§ **WRITTEN INSTRUCTION A**
Summarize the World Bank module notebook in two sentences.
§ **WRITTEN INSTRUCTION B**
In the World Bank module notebook, why does the last loop end with a break statement? Answer in one or two sentences.
§ **WRITTEN INSTRUCTION C**
Carry on the World Bank module notebook from the point where it stops.

§ **DOCUMENT EXCERPT**
━━━━━━━━━━━━━━━━━━━━

## World Bank Module
**Table of Contents**
1. Set up data connection with world bank climate api using _wbpy_ library. Note: country_codes is list of ISO codes used by the world bank and are 'keys' to its database
2. How is data being stored? Preliminary processing. Naive implementation of grab_worldbank()
3. Final version of grab_worldbank()
4. Example uses

**Note: NEED to install wbpy <------- **
- wbpy: https://github.com/mattduck/wbpy. 
    * _not an official Python library for the world bank, but is well documented/used, and handles all the intricacies of interfacing with the World Bank RESTFUL API. 
    * Our project will appropriately unittest any and all functions incorporating the wbpy library. 
    
**Functions grab_worldbank() and test_output_grab_worldbank() also stored in grab_worldbank.py**

## 1 & 2

In [10]:
import wbpy
import pandas as pd
import sys

country_codes = pd.read_csv('country_iso_codes.csv')['CODE'].dropna()
climate_api = wbpy.ClimateAPI()



In [9]:
def grab_worldbank():
    """
    Function handle to return pointer to worldbank dataset for all countries
    
    Arguments:
    -Currently None
    
    Returns:
    - dict:
    
    """
    climate_api = wbpy.ClimateAPI()
    country_codes = pd.read_csv('country_iso_codes.csv')['CODE'].dropna()
    dataset = {}
    for code in country_codes: 
        try:       
            dataset[code]=climate_api.get_instrumental(data_type='tas',interval='year',locations=[code])
        except Exception as e: 
            print("Encountered Error Getting Data for Code: {}".format(code))
            continue
    return dataset



In [5]:
#Run it 
wb_data = grab_worldbank()
print(type(wb_data))

<class 'dict'>


Let's see how we can use the wb_data dict variable...

In [7]:

for key in wb_data.keys():
    country_data = wb_data[key].as_dict()[key]
    print("Temperature Data for {}".format(key))
    for year_key in country_data.keys():
        print("...{} has temperature value of {} C".format(year_key, country_data[year_key]))
    break #so we don't output the whole dataset...

━━━━━━━━━━━━━━━━━━━━

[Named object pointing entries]

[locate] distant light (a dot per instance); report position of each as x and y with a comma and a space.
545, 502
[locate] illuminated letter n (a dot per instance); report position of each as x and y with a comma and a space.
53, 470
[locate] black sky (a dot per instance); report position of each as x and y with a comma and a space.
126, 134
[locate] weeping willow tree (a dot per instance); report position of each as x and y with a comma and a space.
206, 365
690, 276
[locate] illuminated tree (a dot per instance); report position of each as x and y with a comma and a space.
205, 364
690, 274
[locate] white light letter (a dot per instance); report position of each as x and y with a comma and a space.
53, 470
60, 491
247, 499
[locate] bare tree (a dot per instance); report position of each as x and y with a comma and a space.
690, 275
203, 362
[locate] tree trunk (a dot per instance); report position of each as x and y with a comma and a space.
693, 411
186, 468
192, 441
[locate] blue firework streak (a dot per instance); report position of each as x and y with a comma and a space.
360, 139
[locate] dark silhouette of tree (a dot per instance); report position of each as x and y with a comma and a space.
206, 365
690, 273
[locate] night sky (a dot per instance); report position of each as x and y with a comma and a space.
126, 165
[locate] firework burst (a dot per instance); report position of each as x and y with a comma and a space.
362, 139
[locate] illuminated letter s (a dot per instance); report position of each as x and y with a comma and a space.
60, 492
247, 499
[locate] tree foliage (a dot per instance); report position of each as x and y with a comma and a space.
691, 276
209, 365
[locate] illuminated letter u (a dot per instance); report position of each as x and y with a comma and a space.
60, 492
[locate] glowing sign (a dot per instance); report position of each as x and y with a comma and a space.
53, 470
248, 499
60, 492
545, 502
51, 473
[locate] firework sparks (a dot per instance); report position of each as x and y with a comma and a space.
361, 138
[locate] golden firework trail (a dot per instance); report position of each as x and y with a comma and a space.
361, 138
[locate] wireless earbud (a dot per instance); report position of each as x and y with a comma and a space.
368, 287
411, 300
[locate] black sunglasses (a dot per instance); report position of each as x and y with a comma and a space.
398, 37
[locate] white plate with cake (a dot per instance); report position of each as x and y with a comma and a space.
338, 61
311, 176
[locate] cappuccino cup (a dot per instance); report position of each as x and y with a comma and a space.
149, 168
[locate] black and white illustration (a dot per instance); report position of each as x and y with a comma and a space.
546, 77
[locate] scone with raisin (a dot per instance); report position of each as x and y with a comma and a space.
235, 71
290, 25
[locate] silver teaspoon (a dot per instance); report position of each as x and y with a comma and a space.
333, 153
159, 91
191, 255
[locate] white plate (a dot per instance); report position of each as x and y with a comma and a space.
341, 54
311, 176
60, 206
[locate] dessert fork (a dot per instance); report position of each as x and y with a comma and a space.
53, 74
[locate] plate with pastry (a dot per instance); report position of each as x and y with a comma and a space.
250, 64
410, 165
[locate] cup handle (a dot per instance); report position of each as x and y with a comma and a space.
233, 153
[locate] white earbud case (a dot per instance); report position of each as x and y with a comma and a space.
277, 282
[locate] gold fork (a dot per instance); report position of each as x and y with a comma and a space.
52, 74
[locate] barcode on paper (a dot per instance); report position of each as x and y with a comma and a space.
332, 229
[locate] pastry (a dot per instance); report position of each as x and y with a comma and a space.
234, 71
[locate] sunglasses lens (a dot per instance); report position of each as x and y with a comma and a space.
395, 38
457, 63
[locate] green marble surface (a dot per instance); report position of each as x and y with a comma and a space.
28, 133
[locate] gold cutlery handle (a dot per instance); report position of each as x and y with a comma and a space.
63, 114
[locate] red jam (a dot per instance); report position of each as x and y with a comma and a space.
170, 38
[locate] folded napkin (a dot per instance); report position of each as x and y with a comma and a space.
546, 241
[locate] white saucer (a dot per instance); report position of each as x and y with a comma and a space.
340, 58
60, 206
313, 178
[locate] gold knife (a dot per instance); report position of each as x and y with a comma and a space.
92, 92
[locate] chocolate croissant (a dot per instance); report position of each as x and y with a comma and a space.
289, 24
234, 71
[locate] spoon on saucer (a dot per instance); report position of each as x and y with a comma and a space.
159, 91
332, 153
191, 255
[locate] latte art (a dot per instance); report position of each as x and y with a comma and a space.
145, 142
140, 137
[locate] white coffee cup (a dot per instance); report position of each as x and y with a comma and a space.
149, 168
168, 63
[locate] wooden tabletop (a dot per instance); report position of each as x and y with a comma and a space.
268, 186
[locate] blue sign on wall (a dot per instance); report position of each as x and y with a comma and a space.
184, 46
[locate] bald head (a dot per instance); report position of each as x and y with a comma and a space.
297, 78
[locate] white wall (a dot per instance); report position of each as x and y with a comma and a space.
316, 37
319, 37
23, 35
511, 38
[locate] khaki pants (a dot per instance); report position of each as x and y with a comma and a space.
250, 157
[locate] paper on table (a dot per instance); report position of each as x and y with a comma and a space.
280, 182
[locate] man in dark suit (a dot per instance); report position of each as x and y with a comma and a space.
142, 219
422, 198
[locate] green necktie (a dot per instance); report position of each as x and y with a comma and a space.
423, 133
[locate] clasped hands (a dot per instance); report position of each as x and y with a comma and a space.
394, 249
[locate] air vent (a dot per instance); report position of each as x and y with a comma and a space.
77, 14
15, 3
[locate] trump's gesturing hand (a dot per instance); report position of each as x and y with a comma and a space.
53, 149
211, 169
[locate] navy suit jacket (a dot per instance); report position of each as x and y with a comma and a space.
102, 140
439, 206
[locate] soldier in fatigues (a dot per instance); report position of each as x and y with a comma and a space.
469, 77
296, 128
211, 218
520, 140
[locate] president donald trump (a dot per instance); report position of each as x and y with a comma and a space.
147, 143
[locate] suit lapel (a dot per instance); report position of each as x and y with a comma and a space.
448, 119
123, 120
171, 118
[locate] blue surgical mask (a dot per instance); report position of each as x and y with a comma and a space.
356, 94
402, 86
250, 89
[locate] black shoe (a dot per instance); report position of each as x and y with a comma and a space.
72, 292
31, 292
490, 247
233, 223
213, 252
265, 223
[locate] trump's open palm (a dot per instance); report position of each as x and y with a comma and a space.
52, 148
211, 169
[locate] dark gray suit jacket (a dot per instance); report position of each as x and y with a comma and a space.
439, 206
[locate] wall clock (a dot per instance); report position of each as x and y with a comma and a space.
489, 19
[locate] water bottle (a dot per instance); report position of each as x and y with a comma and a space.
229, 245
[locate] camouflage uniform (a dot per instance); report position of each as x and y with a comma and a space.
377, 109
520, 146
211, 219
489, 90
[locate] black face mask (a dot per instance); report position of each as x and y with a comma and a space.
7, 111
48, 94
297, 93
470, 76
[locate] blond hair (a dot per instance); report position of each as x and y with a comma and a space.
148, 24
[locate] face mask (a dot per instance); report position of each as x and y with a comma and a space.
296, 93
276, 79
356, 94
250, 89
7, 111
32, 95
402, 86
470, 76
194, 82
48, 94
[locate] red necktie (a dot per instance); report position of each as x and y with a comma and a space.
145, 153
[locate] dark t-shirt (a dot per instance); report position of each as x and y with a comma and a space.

━━━━━━━━━━━━━━━━━━━━

§ **RIGHT ANSWER A**
The notebook connects to the World Bank climate API through the wbpy library, using a list of ISO country codes as keys to the database, and defines grab_worldbank(), which requests yearly temperature data for each code and returns the results in a dict. It then runs the function and loops over the dict to print the yearly temperature values for one country.

§ **RIGHT ANSWER B**
The break statement stops the loop after the first country so that the whole dataset is not printed. Only that first country's yearly temperature values are shown.

§ **RIGHT ANSWER C**
Temperature Data for AFG
...1901 has temperature value of 13.096678 C
...1902 has temperature value of 13.309858 C
...1903 has temperature value of 12.064352 C
...1904 has temperature value of 12.619226 C
...1905 has temperature value of 12.437119 C
...1906 has temperature value of 12.978949 C
...1907 has temperature value of 12.276689 C
...1908 has temperature value of 12.527205 C
...1909 has temperature value of 12.797849 C
...1910 has temperature value of 12.057898 C
...1911 has temperature value of 12.295179 C
...1912 has temperature value of 12.9023695 C
...1913 has temperature value of 12.642592 C
...1914 has temperature value of 13.308415 C
...1915 has temperature value of 13.922549 C
...1916 has temperature value of 12.5204525 C
...1917 has temperature value of 13.175219 C
...1918 has temperature value of 11.86811 C
...1919 has temperature value of 12.038753 C
...1920 has temperature value of 11.508769 C
...1921 has temperature value of 12.502941 C
...1922 has temperature value

## 3. Convert above data retrieval mechanism to Python function form, expanding on former function grab_worldbank()

In [114]:
def grab_worldbank(select_countries=None, start_date = None, end_date = None):
    import wbpy
    import pandas as pd
    import sys
    import numpy as np


    """
    ################ FIX THIS DOCSTRING #####################
    
    Arguments:
        select_countries (list): List of countries from which to obtain temperature data. 
                                Default 'None' means obtain from all countries
        start_date (int): Starting date in yyyy integer format for the historical data. 
                          Default 'None' means 1901, the earliest available year on the World Bank dataset
        end_date (int): Ending date in yyyy integer format. Default 'None' means 2015. 
    
    Returns:
    - Pandas DataFrame:
    
    """
    
    """Argument/type checking"""
    if (  (select_countries is not None and not isinstance(select_countries,list)) or 
          (start_date is not None and not isinstance(start_date,int)) or 
           (end_date is not None and not isinstance(end_date, int))
        ) :
        raise ValueError("Error: Arguments are of incorrect datatype!")
    
    
    if (end_date is not None and end_date > 2015): 
        raise ValueError("Error: Starting date cannot exceed 2015")
        
    if (start_date is None):
        start_date = 1901
    if (end_date is None):
        end_date = 2015
    
    """Dictionary to store countries who do NOT HAVE DATA"""
    err_dict = {}
    
    """Instantiate API Interface using wbpy package"""
    climate_api = wbpy.ClimateAPI()
    
    """Read in country codes from World Bank website"""
    iso_codes_df = pd.read_csv('country_iso_codes.csv').dropna()
    codes_list = np.array(iso_codes_df['CODE'])
    country_list = np.array(iso_codes_df['COUNTRY'])

    
    """Run data collections"""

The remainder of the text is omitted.